> [GEZEIGTER TEXTAUSZUG]:
══════════════════════════════

Auch die berichteten Schwierigkeiten beim verbalen Gedächtnis sind nicht eindeutig, hierzu gibt es ebenfalls Untersuchungen, bei denen keine Unterschiede festgestellt wurden.

Die Aufgaben zu exekutiven Funktionen, die zwischen Personen mit ASS und Neurotypischen unterscheiden, lassen sich in verschiedene dafür verwendete Fähigkeiten unterteilen. Zu den Aufgaben, welche die Flexibilität einer Person testen, gehört z.B. der Wisconsin Card Sorting Test (WCST).


Wisconsin Card Sorting Test (WCST)

Beim WCST muss eine Person implizite Sortier-Regeln für das Anlegen von Karten an unterschiedliche Kartenstapel entdecken. Diese zu entdeckenden Regeln wechseln zusätzlich von Zeit zu Zeit während der Bearbeitung der Aufgabe. Damit soll das Entdecken von Regeln durch induktives Vorgehen oder durch Erkennen und flexibles Anpassen neuer Regeln überprüft werden, wenn die bisherige nicht mehr gültig ist. Auf der einen Seite muss daher bei der Bearbeitung der Aufgabe eine gewisse Kontinuität bestehen, um eine Regel zu finden und diese aufrechtzuerhalten, auf der anderen Seite sollte jedoch die zu testende Person flexibel genug bleiben, dass sie bei einer Regeländerung nicht an der alten Regel „kleben“ bleibt (Perseveration).

Studien mit diesem Testverfahren zeigen, dass Personen mit ASS im Vergleich zu einer typisch entwickelten Gruppe Schwierigkeiten haben, sich von der alten Regel zu lösen, sobald diese nicht mehr gültig ist. Vor allem wird häufiger das Beharren (Perseveration) auf einer alten Regel trotz Fehlerrückmeldung nach angelegter Karte berichtet.

Eine Aufgabe die im Zusammenhang mit Planungsleistungen verwendet wird, ist der „Turm von Hanoi“ oder der „Turm von London“. Beide Türme sind sich in der Art der Aufgabenstellung sehr ähnlich. Kinder und Jugendliche mit ASS zeigten schlechtere Leistungen im Test als eine typisch entwickelte Vergleichsgruppe.


Turm von Hanoi/London

Der Turm von Hanoi hat drei Stangen und mindestens drei Scheiben mit unterschiedlichem Durchmesser (s. Abb. 4). Die Regel lautet, dass immer nur eine einzige Scheibe von einer Stange auf eine andere gesteckt werden darf und dass eine große Scheibe niemals über einer kleineren Scheibe liegen darf.

══════════════════════════════

> [AUSZUFÜHRENDE AUFGABEN]:
[a] Gib den Absatz im Textauszug über exekutive Funktionen bei ASS, der mit „Beim WCST muss eine Person“ beginnt, kürzer oder als Liste wieder. Behalte dabei seine wichtigsten Fakten bei.
[b] Setze den Textauszug über exekutive Funktionen bei ASS nach seinem letzten Satz fort.
Das Material spielt hierfür keine Rolle.

> [DATENSATZABSCHNITT]:
══════════════════════════════

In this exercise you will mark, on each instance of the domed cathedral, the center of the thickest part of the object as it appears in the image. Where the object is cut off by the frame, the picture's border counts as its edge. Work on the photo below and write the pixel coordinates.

══════════════════════════════

> [ERGEBNISSE JE AUFGABE]:
[a]
- Beim WCST legt eine Person Karten an verschiedene Kartenstapel an und muss dabei unausgesprochene Sortierregeln entdecken.
- Diese Regeln wechseln während der Aufgabe von Zeit zu Zeit.
- Der Test prüft, ob Regeln induktiv entdeckt werden. Er prüft auch, ob neue Regeln erkannt und flexibel übernommen werden, sobald die bisherige nicht mehr gilt.
- Nötig ist einerseits Kontinuität, um eine Regel zu finden und beizubehalten.
- Andererseits braucht es Flexibilität, damit die Person bei einem Regelwechsel nicht an der alten Regel hängen bleibt (Perseveration).

[b]
Der Turm von London hat ebenfalls drei Stangen jedoch mindestens drei gleichgroße, verschiedenfarbige Kugeln. Hier darf jede Kugel über der anderen zum Liegen kommen, jedoch darf pro Zug auch immer nur eine bewegt werden.

Bei beiden Aufgaben wird ein Anfangs- und ein Zielzustand gezeigt. Die Aufgabe besteht nun darin die Scheiben oder Kugeln mit einer minimalen Anzahl von Zügen vom Ausgangspunkt in den Zielzustand zu bringen.

Abb. 4 A) Turm von Hanoi. Eine größere Scheibe darf nie über einer kleineren liegen. Es darf immer nur eine Scheibe pro Zug bewegt werden. B) Turm von London. Es darf immer nur eine Kugel pro Zug bewegt werden. Bei beiden Aufgaben sollen von einem Anfangszustand aus die Scheiben bzw. Kugeln so umgesetzt werden, dass der Zielzustand mit einer minimalen Anzahl von Zügen erreicht wird.

Es wird angenommen, dass dysfunktionale exekutive Funktionen nicht nur basale Schwierigkeiten hervorrufen, sondern auch höhere kognitive Funktionen, wie die soziale Kommunikation und die Theory of Mind, beeinträchtigen. Ahmed und Miller (2011) untersuchten ToM-Aufgaben und stellten beispielsweise fest, dass „Strange Stories“ und „Fauxpas“-Aufgaben mit Tests zur verbalen Flüssigkeit und dem Problemlösen korrelierten.


Strange Stories

Testverfahren zur Überprüfung des Verständnisses von Überzeugungen anderer Personen (s. hierzu auch Kap. I.5.3).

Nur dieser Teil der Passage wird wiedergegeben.